To do -> Among the following entries, count the lines that contain "rock" and report only the result.

Referring expression pointing data:
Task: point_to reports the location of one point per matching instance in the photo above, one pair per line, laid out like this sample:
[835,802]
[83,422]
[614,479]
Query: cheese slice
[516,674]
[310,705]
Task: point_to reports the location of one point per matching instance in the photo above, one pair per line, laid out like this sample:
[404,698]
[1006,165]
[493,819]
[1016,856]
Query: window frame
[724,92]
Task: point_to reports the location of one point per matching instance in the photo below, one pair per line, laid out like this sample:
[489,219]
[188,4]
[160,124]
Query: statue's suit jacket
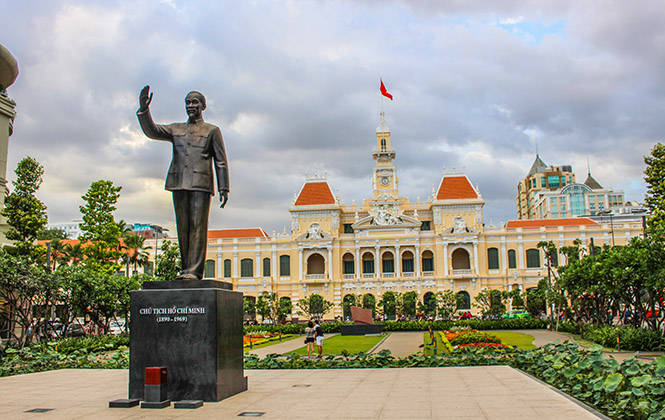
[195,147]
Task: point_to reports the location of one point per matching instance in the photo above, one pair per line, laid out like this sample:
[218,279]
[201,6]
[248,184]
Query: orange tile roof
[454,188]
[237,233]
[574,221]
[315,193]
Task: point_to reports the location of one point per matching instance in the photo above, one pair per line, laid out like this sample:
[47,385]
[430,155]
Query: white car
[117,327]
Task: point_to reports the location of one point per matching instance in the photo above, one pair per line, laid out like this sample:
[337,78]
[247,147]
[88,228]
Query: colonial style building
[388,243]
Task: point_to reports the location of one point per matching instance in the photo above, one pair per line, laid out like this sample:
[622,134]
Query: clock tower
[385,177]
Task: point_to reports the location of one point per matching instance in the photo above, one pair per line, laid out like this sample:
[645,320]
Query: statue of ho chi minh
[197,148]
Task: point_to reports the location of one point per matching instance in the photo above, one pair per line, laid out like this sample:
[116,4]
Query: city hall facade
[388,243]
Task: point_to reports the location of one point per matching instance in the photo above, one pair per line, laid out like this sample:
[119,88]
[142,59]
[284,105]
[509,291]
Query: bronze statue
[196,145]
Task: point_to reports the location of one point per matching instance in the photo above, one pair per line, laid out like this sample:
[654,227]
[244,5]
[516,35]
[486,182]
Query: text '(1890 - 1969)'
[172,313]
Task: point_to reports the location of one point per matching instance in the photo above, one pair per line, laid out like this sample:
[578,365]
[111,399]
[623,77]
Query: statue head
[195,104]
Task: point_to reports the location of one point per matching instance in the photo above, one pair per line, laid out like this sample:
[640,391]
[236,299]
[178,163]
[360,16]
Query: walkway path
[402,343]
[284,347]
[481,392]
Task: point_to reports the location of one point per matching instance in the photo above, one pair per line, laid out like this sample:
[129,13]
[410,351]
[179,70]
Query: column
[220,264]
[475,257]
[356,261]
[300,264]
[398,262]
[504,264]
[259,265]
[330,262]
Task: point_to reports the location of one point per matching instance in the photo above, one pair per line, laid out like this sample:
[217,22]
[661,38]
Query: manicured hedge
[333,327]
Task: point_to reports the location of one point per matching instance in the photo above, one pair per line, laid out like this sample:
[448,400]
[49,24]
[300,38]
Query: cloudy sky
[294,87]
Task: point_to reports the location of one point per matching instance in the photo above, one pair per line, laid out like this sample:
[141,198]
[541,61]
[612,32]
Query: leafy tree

==

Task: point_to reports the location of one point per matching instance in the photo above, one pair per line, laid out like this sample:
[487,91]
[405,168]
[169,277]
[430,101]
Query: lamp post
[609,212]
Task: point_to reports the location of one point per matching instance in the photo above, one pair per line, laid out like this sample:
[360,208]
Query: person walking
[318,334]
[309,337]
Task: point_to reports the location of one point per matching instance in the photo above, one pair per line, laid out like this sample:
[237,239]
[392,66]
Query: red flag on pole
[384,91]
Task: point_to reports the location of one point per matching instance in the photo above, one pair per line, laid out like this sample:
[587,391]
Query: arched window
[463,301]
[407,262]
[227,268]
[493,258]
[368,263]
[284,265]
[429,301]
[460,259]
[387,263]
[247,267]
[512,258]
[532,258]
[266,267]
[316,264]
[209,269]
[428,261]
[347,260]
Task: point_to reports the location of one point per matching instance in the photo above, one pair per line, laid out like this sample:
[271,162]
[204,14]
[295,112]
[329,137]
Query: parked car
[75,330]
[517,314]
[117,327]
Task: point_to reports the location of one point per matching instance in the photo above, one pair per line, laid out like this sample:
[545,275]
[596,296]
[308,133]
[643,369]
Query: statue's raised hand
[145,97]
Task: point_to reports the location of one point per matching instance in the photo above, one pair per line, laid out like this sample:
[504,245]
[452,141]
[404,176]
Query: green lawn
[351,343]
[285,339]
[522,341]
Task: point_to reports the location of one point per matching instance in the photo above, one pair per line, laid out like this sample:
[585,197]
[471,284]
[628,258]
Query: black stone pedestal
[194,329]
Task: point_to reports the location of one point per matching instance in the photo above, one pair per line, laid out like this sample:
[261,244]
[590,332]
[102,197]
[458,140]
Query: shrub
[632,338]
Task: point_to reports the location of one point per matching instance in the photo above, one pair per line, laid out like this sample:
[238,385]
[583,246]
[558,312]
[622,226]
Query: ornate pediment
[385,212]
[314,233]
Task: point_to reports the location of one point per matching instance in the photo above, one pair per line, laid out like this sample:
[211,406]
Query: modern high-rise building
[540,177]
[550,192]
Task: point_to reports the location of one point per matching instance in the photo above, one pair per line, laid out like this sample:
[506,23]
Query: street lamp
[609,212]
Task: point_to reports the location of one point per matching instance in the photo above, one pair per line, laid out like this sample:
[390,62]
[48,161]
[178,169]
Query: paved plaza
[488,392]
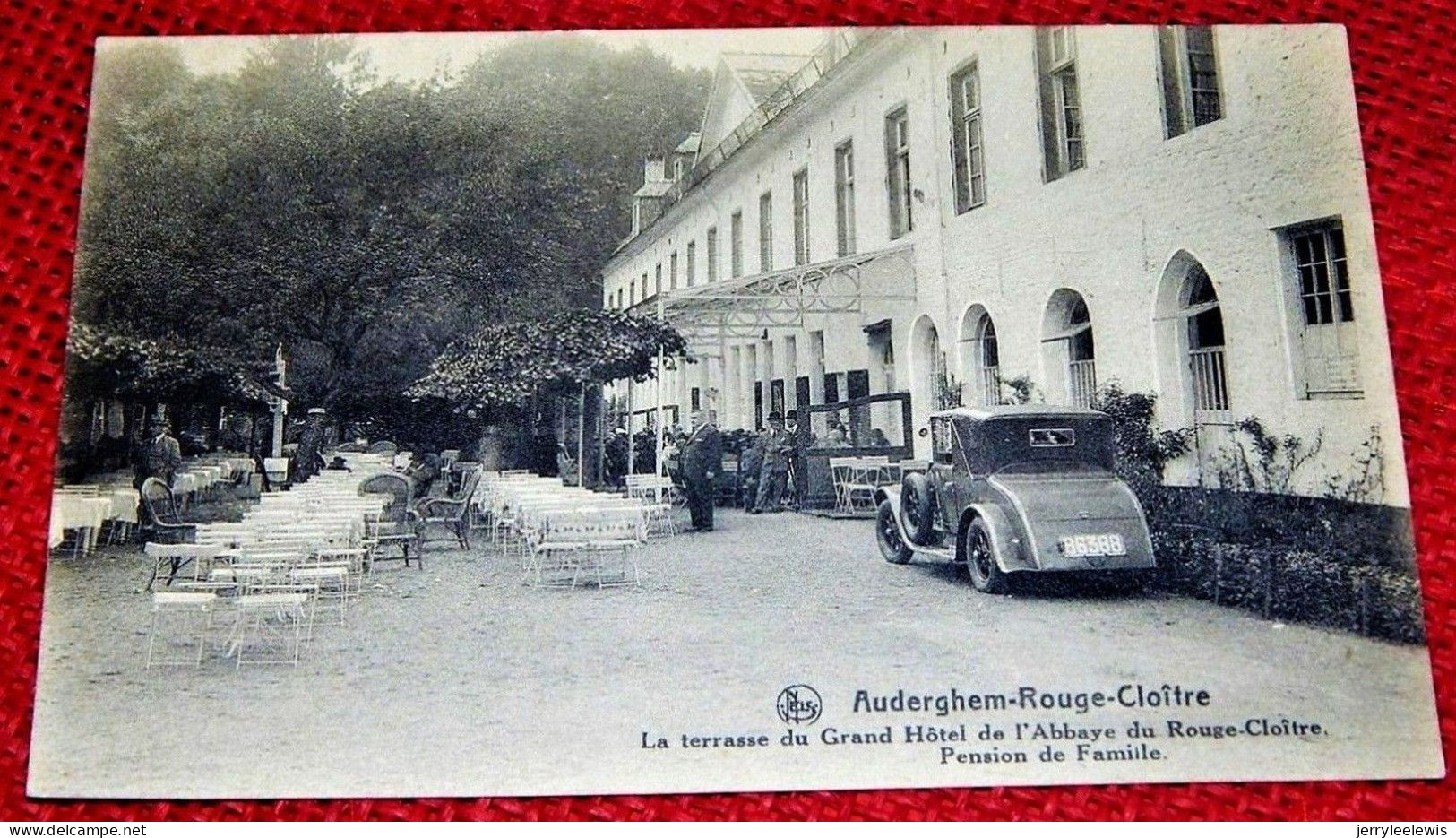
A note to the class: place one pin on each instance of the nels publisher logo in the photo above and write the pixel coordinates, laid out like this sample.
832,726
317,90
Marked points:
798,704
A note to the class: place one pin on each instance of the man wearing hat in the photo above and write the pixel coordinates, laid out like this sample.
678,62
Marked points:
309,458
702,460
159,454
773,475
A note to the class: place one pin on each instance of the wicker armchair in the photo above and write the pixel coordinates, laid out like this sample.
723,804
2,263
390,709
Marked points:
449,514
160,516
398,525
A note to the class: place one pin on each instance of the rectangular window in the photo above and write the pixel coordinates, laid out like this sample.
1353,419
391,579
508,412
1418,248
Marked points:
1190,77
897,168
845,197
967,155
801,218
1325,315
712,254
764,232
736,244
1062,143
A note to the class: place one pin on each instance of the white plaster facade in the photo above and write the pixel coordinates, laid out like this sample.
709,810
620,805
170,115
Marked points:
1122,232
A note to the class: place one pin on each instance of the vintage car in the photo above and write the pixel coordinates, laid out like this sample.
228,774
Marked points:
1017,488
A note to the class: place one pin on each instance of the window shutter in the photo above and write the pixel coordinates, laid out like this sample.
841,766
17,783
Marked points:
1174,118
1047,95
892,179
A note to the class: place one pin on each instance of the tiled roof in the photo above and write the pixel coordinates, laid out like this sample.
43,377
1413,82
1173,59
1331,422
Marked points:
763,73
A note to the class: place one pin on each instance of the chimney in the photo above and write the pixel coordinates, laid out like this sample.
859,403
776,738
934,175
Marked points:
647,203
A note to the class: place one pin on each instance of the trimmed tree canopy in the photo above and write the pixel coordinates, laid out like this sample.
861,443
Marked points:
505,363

==

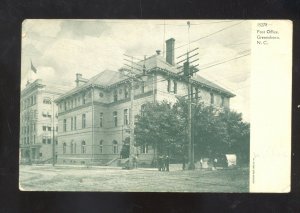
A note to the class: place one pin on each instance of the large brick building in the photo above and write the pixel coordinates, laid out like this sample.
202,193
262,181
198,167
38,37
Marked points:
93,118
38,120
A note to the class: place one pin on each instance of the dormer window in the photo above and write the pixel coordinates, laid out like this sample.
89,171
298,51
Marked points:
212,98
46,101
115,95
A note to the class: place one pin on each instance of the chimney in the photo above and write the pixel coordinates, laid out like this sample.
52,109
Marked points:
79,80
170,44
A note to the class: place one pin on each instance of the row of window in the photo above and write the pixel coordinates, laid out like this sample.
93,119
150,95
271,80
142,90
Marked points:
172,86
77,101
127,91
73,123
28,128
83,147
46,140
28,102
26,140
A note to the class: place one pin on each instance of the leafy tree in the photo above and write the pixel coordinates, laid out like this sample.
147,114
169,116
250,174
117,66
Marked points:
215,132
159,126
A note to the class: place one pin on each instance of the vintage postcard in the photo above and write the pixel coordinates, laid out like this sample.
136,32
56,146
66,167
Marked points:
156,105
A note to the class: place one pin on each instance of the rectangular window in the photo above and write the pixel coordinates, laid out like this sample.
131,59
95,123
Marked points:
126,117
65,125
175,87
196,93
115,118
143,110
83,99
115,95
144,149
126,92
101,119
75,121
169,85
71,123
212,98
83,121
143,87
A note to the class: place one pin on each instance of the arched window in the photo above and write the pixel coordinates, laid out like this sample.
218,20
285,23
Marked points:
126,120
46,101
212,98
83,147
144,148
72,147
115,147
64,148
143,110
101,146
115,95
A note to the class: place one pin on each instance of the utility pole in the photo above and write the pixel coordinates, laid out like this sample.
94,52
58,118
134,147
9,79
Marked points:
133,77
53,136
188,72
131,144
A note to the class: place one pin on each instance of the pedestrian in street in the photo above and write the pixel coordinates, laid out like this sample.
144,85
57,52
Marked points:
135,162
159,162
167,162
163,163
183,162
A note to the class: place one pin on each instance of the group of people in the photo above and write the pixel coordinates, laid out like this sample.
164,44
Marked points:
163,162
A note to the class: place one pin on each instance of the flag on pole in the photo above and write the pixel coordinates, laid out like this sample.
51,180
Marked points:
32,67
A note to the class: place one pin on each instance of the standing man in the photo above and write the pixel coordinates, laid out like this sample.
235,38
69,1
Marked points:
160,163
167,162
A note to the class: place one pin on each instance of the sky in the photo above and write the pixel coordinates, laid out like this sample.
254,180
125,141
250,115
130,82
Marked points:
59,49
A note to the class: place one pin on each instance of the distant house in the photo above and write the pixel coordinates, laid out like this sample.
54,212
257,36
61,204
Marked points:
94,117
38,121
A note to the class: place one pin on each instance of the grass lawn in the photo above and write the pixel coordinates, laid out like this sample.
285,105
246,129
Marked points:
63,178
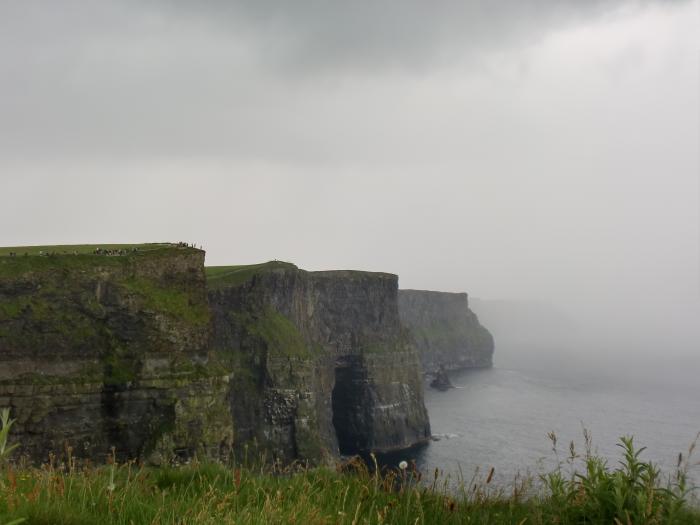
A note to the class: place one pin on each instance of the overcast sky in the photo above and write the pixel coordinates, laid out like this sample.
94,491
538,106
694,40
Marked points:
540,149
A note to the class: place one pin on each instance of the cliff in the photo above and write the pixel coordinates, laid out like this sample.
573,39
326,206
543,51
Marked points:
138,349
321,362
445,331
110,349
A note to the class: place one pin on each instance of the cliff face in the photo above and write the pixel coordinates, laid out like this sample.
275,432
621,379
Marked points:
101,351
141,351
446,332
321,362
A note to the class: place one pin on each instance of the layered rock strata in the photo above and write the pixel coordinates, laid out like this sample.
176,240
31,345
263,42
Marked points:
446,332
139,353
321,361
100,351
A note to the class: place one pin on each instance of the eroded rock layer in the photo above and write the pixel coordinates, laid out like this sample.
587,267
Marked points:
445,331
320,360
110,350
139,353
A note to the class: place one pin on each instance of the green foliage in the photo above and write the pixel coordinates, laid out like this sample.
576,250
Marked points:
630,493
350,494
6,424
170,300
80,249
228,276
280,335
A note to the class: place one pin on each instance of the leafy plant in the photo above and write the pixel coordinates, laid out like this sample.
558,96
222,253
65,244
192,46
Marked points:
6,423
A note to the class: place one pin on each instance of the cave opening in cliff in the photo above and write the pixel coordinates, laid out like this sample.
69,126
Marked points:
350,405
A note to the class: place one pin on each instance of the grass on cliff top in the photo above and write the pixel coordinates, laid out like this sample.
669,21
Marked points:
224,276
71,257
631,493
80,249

Completed task -> 2